## TASK DETAILS
Please output the lines shown below exactly as they appear.

## RECORDS PROVIDED
--

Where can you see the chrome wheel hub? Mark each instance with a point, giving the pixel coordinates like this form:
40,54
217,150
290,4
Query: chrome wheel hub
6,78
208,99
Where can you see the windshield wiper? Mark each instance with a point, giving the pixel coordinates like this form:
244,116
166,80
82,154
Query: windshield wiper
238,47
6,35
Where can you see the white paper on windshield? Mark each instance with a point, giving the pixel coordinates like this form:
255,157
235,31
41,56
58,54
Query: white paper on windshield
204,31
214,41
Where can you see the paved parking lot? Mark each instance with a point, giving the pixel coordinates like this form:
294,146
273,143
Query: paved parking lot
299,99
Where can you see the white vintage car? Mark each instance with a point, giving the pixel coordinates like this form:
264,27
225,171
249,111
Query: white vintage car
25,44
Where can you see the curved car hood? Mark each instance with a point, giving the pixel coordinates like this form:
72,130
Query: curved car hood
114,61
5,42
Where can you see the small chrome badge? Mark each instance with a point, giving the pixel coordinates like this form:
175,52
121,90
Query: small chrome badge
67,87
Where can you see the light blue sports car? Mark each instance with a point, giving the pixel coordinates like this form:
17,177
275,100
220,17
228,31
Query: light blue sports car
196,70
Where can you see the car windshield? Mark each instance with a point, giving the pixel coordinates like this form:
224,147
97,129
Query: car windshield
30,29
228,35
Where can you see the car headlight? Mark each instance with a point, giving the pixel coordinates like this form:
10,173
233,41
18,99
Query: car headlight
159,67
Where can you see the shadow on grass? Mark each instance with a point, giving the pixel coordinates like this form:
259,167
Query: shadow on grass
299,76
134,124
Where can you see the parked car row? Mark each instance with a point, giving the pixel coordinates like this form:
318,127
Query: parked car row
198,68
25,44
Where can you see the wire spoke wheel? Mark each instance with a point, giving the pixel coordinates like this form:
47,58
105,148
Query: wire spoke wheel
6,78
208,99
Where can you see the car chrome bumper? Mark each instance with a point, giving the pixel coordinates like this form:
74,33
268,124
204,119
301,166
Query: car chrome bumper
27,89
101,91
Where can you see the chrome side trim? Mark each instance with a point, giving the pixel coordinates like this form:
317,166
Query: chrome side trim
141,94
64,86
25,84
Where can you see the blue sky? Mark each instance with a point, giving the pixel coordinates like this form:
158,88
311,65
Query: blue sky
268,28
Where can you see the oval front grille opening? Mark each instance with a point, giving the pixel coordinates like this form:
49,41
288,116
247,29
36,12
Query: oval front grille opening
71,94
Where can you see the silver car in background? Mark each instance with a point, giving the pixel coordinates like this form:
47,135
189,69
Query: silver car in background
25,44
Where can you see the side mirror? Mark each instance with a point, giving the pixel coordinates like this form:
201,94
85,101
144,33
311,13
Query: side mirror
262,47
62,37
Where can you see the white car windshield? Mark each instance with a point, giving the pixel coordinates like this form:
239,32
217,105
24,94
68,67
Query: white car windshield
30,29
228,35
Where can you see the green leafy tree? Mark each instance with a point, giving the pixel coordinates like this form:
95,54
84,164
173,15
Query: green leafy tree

--

## SOLUTION TO THIS TASK
Where can you see the chrome wheel hub? Mark each instance with a point, giving the pixel coordinates like this form:
40,54
217,150
290,4
Query: chrome wheel hub
6,78
208,99
Where can you see the windshield wiper? Mark each instance with a point, giving the pixel coordinates like this form:
244,116
166,80
82,154
Query: windshield wiper
238,47
6,35
Where can you see the white paper on windshield? Mark each instance with a point, giving the pixel coordinates like this form:
255,157
235,31
41,56
58,54
Query: white paper on windshield
204,31
214,41
Where can you see the paved parking lot? Mark each instance with a point, giving the pixel coordinates like this form:
294,146
273,143
Query: paved parking lot
299,99
Where can you see the white vintage car? Mark each instance with a point, giving the pixel coordinates like this form:
264,27
225,171
249,111
Query: white vintage car
25,44
Where can you see the curved car hood? Mark each instance with a point, giving the pixel coordinates like this form:
72,130
Query: curved car hood
114,61
5,42
Where can you see the small chrome badge? Mark each instance with a point, giving the pixel coordinates like this form:
175,52
121,90
Query: small chrome badge
67,87
Where can you see the light blue sports car? Mark each instance with a point, giving the pixel coordinates like this form:
17,177
275,100
220,17
228,31
Query: light blue sports car
196,70
Where can you see the car windshield? Mark each instance with a point, giving the pixel coordinates like this form:
224,147
97,129
Query: car windshield
30,29
228,35
Where can you see the car headlight? Mark each instance with a point, giving the pixel coordinates like this form:
10,173
233,41
18,99
Query: car headlight
159,67
Where can you see the shadow on grass? Mark each instance with a point, giving the pixel coordinates like this form:
259,167
Query: shadow on grass
299,76
134,124
Where can you see the parked car row? Mark each instance with a point, giving the pixel coordinates like this form:
318,127
Query: parked car row
198,68
25,44
Where can you see the wire spoke wheel? Mark each instance with a point, giving the pixel coordinates like this form:
47,58
105,148
Query: wire spoke wheel
6,78
208,99
Where can you see the car chrome bumper? Mark each instance with a point, giving the pixel coordinates like this form:
74,33
268,124
204,119
301,166
Query: car chrome bumper
27,89
101,91
Where can you see the chrome side trim? Mark each instance with a point, giving the pixel coordinates like this form:
317,166
Query: chrome side trim
141,94
64,86
25,84
Where can you see the blue sky? Mark each instance with a point, giving the pixel coordinates like this form:
158,88
311,65
Query: blue sky
268,28
Where can you see the oval front grille opening? Mark each instance with a point, giving the pixel coordinates like this form:
49,41
288,116
247,29
36,12
Query: oval front grille opening
71,94
Where can you see the silver car in background? Mark each instance with a point, giving the pixel coordinates like this form:
47,135
189,69
Query: silver car in background
25,44
Where can you see the side mirror? Mark each instance with a point, giving the pixel coordinates like this form:
201,94
85,101
144,33
311,13
Query: side mirror
262,47
62,37
Where can you see the white car windshield? Mark each instance with a point, giving the pixel coordinates like this form:
239,32
217,105
24,94
68,67
Query: white car windshield
30,29
228,35
Where can you see the green leafy tree? Mark each instance with a point, giving the pixel coordinates like this form:
95,54
84,164
173,15
Query: green leafy tree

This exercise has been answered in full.